* [Required action]: Find each line below that includes "riding", then copy it.

[Data listing — start]

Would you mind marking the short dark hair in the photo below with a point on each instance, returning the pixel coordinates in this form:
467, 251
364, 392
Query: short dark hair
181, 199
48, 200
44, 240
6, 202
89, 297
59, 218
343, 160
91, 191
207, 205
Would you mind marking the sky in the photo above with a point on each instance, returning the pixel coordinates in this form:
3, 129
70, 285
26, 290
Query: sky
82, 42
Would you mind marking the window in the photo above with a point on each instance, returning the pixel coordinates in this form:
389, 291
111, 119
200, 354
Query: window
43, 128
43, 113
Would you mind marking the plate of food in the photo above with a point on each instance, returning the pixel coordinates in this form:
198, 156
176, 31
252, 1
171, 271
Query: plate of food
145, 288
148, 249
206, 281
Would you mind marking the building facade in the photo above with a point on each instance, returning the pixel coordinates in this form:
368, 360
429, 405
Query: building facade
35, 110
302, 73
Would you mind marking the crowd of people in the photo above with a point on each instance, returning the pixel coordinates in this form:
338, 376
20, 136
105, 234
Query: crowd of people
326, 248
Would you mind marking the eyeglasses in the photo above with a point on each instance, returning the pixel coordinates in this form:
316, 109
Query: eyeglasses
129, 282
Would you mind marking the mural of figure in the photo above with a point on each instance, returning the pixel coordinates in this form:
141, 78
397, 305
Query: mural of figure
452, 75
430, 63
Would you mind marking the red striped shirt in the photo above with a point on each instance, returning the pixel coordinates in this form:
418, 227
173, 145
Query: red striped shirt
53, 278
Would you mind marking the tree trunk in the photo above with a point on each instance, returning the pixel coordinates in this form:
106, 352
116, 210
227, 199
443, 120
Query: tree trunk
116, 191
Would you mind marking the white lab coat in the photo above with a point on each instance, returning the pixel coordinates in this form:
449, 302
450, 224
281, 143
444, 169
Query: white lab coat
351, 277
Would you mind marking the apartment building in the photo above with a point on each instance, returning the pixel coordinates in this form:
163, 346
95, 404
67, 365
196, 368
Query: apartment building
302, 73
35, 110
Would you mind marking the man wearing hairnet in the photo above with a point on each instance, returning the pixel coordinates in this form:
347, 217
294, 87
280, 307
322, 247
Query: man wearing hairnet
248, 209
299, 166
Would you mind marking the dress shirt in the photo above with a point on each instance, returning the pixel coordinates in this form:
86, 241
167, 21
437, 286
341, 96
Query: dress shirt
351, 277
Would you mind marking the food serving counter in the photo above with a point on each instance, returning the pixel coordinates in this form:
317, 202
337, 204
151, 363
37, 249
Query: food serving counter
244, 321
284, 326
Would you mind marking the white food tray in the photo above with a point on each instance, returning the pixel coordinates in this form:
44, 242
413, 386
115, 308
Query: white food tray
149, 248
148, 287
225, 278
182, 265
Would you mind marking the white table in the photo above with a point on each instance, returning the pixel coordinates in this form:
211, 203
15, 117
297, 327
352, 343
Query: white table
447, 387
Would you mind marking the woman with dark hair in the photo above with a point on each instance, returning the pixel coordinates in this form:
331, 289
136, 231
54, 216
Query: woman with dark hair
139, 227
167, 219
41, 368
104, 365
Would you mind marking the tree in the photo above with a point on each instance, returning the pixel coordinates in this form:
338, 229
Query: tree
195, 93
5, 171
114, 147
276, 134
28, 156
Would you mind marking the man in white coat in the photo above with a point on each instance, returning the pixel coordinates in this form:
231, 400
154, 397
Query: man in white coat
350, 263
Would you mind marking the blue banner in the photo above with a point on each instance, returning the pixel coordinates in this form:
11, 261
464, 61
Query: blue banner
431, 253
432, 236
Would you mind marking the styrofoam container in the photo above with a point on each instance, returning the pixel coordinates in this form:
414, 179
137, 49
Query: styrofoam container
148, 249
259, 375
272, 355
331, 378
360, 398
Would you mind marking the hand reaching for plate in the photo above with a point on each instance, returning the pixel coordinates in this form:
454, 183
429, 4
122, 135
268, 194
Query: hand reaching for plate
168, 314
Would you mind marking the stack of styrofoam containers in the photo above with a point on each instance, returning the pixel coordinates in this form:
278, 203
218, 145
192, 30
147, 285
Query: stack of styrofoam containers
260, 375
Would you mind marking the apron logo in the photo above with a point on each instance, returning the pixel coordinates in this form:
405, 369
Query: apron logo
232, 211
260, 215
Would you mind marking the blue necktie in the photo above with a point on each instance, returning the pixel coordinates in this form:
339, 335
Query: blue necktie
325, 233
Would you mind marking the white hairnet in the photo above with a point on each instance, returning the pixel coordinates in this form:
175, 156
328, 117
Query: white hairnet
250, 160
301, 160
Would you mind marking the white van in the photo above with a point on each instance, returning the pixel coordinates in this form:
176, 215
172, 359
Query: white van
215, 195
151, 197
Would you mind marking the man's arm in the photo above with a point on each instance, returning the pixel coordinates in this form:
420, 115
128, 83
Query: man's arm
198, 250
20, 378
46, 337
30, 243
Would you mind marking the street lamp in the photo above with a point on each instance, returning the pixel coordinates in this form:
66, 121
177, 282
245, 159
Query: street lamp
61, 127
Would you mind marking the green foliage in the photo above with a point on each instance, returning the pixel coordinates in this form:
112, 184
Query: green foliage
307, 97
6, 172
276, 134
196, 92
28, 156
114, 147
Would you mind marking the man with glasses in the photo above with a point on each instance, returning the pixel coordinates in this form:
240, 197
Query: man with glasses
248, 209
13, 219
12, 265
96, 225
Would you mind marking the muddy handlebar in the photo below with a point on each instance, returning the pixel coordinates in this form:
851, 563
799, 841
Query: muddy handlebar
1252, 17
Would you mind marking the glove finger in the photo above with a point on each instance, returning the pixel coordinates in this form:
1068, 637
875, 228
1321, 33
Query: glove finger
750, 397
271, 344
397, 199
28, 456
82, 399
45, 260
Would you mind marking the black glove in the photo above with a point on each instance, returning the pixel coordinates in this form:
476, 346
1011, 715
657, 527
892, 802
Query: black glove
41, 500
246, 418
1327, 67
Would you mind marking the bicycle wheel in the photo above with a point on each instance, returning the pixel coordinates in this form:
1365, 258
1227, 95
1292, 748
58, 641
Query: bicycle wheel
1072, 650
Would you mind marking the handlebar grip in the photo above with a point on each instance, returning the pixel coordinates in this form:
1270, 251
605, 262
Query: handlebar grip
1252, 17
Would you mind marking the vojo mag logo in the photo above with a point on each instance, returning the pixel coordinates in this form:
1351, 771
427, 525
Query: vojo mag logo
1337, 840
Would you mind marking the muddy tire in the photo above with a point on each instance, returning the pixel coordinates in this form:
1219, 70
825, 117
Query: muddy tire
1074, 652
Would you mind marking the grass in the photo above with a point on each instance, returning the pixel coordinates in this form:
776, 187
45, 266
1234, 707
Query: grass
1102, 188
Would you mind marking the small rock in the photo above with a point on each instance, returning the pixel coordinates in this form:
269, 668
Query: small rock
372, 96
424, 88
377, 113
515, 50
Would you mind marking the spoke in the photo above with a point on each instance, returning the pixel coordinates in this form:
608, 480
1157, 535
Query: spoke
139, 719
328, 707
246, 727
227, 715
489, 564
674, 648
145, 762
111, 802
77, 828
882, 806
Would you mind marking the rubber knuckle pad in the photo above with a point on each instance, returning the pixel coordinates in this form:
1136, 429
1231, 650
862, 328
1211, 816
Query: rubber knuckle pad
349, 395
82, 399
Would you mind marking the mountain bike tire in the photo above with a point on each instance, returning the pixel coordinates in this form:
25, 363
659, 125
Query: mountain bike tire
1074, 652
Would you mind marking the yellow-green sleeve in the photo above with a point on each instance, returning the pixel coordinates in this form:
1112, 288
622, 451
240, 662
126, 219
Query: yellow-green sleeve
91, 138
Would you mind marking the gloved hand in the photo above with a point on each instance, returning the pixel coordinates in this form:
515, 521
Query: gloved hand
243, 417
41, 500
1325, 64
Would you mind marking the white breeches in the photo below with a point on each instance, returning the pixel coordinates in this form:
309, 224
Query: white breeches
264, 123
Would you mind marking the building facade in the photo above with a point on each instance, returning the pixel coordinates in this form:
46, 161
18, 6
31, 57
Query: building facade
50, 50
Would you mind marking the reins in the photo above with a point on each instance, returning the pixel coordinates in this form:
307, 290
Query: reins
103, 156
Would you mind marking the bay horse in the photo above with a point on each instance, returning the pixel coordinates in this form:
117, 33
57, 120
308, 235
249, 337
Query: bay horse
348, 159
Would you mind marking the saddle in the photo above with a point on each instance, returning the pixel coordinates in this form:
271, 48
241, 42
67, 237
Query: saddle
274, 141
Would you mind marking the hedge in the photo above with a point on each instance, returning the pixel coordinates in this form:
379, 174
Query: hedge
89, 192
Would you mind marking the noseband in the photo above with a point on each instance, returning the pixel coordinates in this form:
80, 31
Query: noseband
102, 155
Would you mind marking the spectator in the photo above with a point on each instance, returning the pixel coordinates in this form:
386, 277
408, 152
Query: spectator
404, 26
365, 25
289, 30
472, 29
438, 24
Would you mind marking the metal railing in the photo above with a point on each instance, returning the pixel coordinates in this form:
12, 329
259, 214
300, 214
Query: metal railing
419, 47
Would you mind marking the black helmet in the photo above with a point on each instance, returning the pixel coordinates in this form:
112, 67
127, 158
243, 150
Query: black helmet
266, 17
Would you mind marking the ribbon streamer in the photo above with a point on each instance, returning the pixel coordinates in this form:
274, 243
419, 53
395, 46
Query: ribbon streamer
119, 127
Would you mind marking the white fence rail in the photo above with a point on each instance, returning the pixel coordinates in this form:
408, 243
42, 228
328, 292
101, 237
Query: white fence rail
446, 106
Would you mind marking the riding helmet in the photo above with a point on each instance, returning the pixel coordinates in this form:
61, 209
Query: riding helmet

[Data listing — finish]

* [Worked solution]:
Would you mind marking the riding helmet in the photo above with a point on each instance, returning the pixel coordinates in this form:
Query: riding helmet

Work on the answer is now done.